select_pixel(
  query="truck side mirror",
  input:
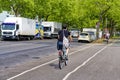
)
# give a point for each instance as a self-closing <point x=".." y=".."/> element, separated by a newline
<point x="17" y="26"/>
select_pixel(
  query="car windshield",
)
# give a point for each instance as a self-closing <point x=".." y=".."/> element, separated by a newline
<point x="47" y="29"/>
<point x="83" y="34"/>
<point x="8" y="26"/>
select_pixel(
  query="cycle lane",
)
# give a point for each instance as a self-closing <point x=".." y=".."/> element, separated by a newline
<point x="105" y="66"/>
<point x="50" y="71"/>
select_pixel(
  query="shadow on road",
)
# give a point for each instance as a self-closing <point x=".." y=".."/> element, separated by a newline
<point x="56" y="66"/>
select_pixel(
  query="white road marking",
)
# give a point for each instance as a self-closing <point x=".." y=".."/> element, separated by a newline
<point x="34" y="68"/>
<point x="84" y="63"/>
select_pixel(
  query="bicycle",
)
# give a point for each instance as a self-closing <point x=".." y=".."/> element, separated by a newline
<point x="62" y="59"/>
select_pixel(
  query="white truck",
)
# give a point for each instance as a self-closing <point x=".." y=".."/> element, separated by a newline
<point x="18" y="28"/>
<point x="51" y="29"/>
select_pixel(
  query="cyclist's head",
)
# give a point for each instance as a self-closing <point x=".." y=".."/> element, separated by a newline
<point x="64" y="26"/>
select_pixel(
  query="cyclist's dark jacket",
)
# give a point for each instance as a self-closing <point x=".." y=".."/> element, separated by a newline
<point x="60" y="33"/>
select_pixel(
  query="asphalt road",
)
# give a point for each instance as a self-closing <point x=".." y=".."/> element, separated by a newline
<point x="86" y="62"/>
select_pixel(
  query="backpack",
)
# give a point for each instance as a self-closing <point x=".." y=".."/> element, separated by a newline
<point x="65" y="41"/>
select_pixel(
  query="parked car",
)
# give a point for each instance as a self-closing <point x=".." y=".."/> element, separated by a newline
<point x="85" y="36"/>
<point x="75" y="33"/>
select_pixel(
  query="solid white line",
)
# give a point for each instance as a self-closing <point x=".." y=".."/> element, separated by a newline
<point x="44" y="64"/>
<point x="65" y="78"/>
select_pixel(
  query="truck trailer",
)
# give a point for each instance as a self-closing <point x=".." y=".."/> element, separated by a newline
<point x="51" y="29"/>
<point x="18" y="28"/>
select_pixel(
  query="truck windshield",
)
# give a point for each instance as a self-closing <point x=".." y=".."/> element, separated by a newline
<point x="47" y="29"/>
<point x="8" y="26"/>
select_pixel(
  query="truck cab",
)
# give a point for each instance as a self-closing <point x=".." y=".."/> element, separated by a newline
<point x="9" y="30"/>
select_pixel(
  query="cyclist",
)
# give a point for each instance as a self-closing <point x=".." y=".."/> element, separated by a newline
<point x="107" y="36"/>
<point x="60" y="39"/>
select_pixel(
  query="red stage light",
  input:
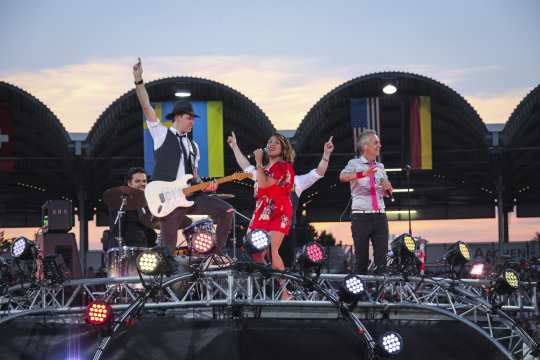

Problem: Without the pictures, reproduce the entries exactly.

Written answer:
select_pixel(
  query="truck side mirror",
  input:
)
# give a point for each instance as a self-closing <point x=".." y=".."/> element, separated by a newline
<point x="17" y="26"/>
select_pixel(
  query="car windshield",
)
# give a point for each instance as a self-closing <point x=".." y=".."/> element, separated by a newline
<point x="47" y="29"/>
<point x="83" y="34"/>
<point x="8" y="26"/>
select_pixel(
  query="cycle lane",
)
# give a point for each instance as a self-closing <point x=".." y=".."/> element, separated by a newline
<point x="105" y="66"/>
<point x="50" y="71"/>
select_pixel(
  query="shadow on road",
)
# give a point for each instance as a self-closing <point x=".." y=".."/> element, separated by a newline
<point x="56" y="66"/>
select_pixel(
  query="white road marking",
)
# give a point for each instance as a self-closing <point x=".." y=".."/> element, separated by a newline
<point x="34" y="68"/>
<point x="84" y="63"/>
select_pixel(
  query="bicycle",
)
# give a point for each instance as a self-closing <point x=".." y=".."/> element, separated by a newline
<point x="62" y="59"/>
select_pixel(
  query="white truck",
)
# give a point for each instance as a self-closing <point x=".." y=".."/> element, separated by a newline
<point x="18" y="28"/>
<point x="51" y="29"/>
select_pixel(
  query="cyclist's head",
)
# give a point for each instance as a self-closing <point x=".." y=".."/> element, separated by a newline
<point x="64" y="26"/>
select_pixel(
  query="cyclist's dark jacket",
)
# give a point for each instance as a self-closing <point x=".." y=".."/> element, separated by a newline
<point x="60" y="33"/>
select_pixel(
  query="asphalt road",
)
# give a point for each instance as a self-closing <point x=".." y=".."/> element, separated by a newline
<point x="86" y="62"/>
select_pixel(
  query="backpack",
)
# give a point for each instance as a self-closing <point x=".." y=".."/> element, separated by a newline
<point x="65" y="41"/>
select_pixel(
  query="parked car",
)
# give a point for each instance as a self-closing <point x=".." y=".."/> element, separated by a newline
<point x="85" y="36"/>
<point x="75" y="33"/>
select_pixel(
  query="solid white line",
)
# give a point for each instance as a self-closing <point x=".." y=".."/> element, separated by a newline
<point x="44" y="64"/>
<point x="65" y="78"/>
select_pixel(
  query="truck trailer",
)
# give a point for each instance as a self-closing <point x=".." y=".."/> element, separated by a newline
<point x="51" y="29"/>
<point x="18" y="28"/>
select_pixel(
  query="truck windshield",
)
# give a point for each instance as a self-closing <point x=".." y=".."/> element, separated by a newline
<point x="47" y="29"/>
<point x="8" y="26"/>
select_pixel(
  query="truck cab",
)
# give a point for each instance as a self-closing <point x=".." y=".."/> element, separated by a newline
<point x="9" y="30"/>
select_pixel(
  query="cyclist",
)
# give a point for each instance as a self-closing <point x=".." y=".."/> element, separated by a newline
<point x="107" y="36"/>
<point x="60" y="39"/>
select_pixel(
  query="red stage light",
  input:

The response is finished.